-- Data excerpts --
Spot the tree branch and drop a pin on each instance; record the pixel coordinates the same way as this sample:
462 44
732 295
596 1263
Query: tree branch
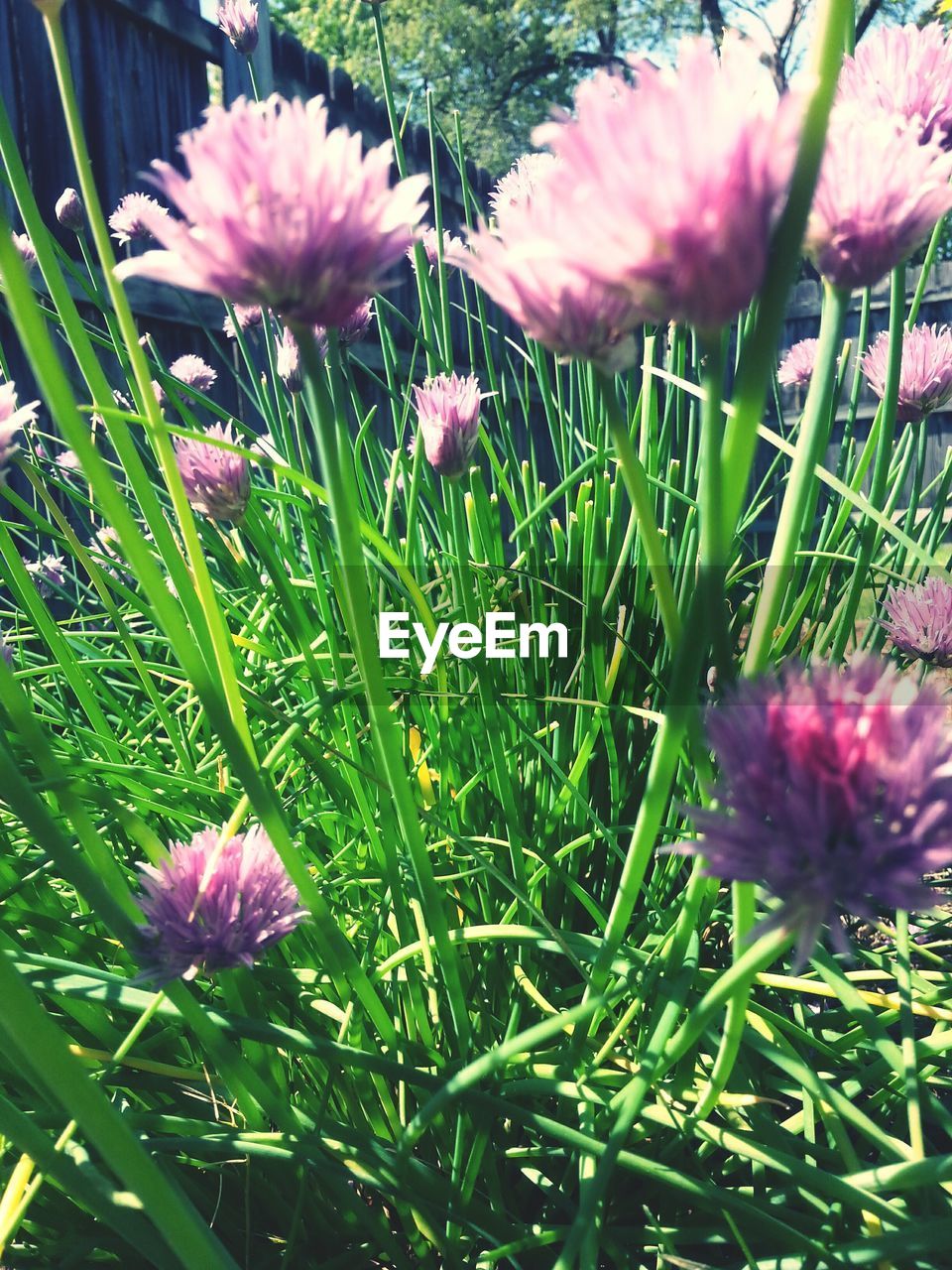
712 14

...

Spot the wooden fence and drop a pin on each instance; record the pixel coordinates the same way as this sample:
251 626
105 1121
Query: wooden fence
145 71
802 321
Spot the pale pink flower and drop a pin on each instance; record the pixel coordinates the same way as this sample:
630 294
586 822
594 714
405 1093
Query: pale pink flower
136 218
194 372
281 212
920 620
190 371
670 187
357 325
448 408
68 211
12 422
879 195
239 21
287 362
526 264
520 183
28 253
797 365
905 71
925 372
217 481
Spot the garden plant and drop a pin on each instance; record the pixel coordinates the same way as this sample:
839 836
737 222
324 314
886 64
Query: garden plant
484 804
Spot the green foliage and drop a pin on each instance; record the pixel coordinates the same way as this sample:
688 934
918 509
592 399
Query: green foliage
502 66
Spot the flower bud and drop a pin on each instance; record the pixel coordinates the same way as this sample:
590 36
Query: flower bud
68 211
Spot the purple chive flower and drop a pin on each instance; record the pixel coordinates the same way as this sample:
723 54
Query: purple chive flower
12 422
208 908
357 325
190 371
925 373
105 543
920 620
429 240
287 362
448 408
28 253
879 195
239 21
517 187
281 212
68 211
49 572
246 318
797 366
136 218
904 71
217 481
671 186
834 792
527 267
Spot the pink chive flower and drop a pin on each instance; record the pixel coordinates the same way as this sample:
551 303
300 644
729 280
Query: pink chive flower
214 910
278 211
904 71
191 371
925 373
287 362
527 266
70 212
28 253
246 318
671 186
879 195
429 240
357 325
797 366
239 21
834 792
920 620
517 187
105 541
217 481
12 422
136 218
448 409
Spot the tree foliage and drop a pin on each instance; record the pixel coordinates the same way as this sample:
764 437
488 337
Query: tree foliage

-- Work task --
Lines with "record": find them in the data and copy each one.

-- Answer for the task --
Spot the tree branch and drop a pin on each instance; record the pixel coordinates the same way as this sample:
Spot the wooden fence and drop a pin on each instance; record the pixel coordinates the same way as this sample:
Spot the pale pink flower and drop a pin on each instance; record the pixel coordinates the same way as this sample:
Spot the garden plant and drop a pin on each instance; record the pixel coordinates the same way as this sample:
Spot the green foliage and drop a pin on each instance; record the pixel coordinates the same way as this sample:
Spot the flower bud and drop a pin on each instance; record the pixel coordinates the same way as this sample:
Spot the purple chive flower and drop a pin on each instance; record the pixel coordinates the same way as this sample:
Spot the pink chive flower and drop a pin on each instance; record the pixel coordinates the same way as this sample:
Spot the tree foliage and drop a pin on each instance; record the pixel coordinates the same way as this sample:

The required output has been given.